Exercise requirements — Your answer should hold exactly the lines from the one containing "of the pink" through the end of the material, and no others.

___ Data

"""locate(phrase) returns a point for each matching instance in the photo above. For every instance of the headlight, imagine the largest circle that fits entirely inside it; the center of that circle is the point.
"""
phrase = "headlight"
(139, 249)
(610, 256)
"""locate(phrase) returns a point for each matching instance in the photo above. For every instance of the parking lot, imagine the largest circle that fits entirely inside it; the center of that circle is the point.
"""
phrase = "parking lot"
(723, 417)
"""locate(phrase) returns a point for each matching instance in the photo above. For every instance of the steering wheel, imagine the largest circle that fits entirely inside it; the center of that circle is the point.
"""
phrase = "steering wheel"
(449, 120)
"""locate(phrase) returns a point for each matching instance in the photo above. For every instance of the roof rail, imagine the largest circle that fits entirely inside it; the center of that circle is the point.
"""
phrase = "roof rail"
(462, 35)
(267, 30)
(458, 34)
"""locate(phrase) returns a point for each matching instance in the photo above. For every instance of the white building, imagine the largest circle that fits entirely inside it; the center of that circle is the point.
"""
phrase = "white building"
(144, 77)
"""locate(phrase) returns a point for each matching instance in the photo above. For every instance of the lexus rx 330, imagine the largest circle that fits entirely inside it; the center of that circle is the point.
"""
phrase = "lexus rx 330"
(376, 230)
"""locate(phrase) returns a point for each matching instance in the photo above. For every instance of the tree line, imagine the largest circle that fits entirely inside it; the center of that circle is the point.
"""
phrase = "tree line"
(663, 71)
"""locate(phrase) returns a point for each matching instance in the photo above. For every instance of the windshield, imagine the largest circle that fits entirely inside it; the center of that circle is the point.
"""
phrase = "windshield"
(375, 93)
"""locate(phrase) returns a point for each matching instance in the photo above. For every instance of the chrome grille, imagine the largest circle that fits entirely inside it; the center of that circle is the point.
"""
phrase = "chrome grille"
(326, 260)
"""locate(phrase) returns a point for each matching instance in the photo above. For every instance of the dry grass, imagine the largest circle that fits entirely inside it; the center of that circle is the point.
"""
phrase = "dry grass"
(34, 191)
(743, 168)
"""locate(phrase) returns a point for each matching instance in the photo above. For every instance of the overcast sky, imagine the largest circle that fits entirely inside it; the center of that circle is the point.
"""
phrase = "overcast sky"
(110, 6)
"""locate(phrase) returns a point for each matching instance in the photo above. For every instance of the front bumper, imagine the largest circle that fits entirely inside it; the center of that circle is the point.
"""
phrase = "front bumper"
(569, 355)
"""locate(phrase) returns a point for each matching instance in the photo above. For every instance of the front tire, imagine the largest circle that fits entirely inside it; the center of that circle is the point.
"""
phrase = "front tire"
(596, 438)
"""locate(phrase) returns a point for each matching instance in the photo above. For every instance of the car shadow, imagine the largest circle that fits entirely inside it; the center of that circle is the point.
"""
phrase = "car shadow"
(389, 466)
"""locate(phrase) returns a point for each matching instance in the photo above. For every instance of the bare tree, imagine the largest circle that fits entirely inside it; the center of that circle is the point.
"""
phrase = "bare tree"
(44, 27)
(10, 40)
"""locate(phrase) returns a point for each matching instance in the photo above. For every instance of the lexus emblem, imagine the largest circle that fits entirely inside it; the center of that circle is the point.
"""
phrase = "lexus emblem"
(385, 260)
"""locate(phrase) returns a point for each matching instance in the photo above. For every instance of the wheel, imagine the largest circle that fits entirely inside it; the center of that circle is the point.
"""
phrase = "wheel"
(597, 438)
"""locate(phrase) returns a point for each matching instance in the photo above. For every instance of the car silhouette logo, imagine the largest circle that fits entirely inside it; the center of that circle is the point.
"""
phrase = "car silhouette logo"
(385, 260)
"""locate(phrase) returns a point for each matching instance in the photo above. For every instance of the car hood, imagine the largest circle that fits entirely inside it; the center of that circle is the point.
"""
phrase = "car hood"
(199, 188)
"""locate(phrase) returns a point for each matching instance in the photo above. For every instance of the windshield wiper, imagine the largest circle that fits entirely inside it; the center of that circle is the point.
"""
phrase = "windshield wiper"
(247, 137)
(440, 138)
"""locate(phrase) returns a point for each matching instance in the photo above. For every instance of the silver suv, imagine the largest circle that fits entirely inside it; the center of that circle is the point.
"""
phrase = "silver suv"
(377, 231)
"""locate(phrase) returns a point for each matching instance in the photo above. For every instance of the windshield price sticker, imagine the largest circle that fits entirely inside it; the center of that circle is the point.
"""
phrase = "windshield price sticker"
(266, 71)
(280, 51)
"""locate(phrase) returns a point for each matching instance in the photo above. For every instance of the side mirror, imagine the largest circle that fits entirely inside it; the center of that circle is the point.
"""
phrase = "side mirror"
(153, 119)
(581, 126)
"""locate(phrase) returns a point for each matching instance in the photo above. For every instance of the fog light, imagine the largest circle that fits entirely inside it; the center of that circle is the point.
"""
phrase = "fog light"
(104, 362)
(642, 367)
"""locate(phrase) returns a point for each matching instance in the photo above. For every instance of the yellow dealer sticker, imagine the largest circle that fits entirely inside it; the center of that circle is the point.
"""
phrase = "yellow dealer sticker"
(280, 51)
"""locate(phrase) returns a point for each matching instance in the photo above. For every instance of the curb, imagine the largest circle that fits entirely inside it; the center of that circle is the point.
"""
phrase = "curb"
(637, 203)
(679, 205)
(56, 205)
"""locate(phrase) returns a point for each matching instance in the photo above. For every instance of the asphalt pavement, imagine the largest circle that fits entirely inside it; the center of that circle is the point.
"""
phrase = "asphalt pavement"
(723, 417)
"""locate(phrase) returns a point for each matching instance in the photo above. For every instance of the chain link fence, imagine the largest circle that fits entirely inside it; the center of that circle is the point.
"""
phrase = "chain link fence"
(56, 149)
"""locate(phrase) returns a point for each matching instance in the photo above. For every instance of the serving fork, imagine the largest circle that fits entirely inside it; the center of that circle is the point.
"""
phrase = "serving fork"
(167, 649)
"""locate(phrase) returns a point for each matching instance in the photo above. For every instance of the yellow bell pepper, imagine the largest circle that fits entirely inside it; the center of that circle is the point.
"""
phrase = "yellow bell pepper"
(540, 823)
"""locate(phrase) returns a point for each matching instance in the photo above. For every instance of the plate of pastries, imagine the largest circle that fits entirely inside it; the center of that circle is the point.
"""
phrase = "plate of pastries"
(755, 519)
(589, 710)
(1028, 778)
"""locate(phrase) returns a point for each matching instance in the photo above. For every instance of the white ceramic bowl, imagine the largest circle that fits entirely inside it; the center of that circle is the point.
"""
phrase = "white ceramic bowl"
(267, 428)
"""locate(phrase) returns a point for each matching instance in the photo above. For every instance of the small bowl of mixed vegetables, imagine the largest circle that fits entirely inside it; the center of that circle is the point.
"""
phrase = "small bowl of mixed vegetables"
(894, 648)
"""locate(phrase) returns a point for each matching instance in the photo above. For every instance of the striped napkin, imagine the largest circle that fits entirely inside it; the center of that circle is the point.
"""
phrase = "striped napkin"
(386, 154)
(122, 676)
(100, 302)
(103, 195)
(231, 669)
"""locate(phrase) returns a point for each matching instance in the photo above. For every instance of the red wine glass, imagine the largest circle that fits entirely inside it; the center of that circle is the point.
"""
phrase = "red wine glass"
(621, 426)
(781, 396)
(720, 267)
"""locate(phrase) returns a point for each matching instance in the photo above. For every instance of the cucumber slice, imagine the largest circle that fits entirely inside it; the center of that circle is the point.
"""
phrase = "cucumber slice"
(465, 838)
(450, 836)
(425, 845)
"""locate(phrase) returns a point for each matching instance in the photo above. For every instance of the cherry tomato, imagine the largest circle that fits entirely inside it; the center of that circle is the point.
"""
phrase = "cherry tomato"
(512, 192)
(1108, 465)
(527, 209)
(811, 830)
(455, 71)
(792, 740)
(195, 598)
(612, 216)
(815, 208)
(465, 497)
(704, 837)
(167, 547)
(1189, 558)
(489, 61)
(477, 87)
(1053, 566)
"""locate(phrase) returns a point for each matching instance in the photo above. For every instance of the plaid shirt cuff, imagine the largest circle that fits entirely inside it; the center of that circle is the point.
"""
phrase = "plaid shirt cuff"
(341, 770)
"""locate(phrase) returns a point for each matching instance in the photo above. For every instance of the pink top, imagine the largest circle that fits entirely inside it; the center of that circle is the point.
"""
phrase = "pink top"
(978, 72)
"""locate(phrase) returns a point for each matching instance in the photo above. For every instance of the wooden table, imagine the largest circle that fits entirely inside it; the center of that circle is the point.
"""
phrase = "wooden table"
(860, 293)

______

Solution for this exercise —
"""locate(phrase) returns a point for each matching instance in the photo above. For every instance of the pink top, imagine the largest circle that fits entirely inside it; the center of that circle is the point.
"""
phrase = "pink top"
(978, 72)
"""locate(phrase) returns a point for each matching instance in the photo above. For every instance of the wooden table, imagine the largest circle that fits entirely inside it; the center of that circle is the point.
"""
phrase = "wooden table"
(860, 293)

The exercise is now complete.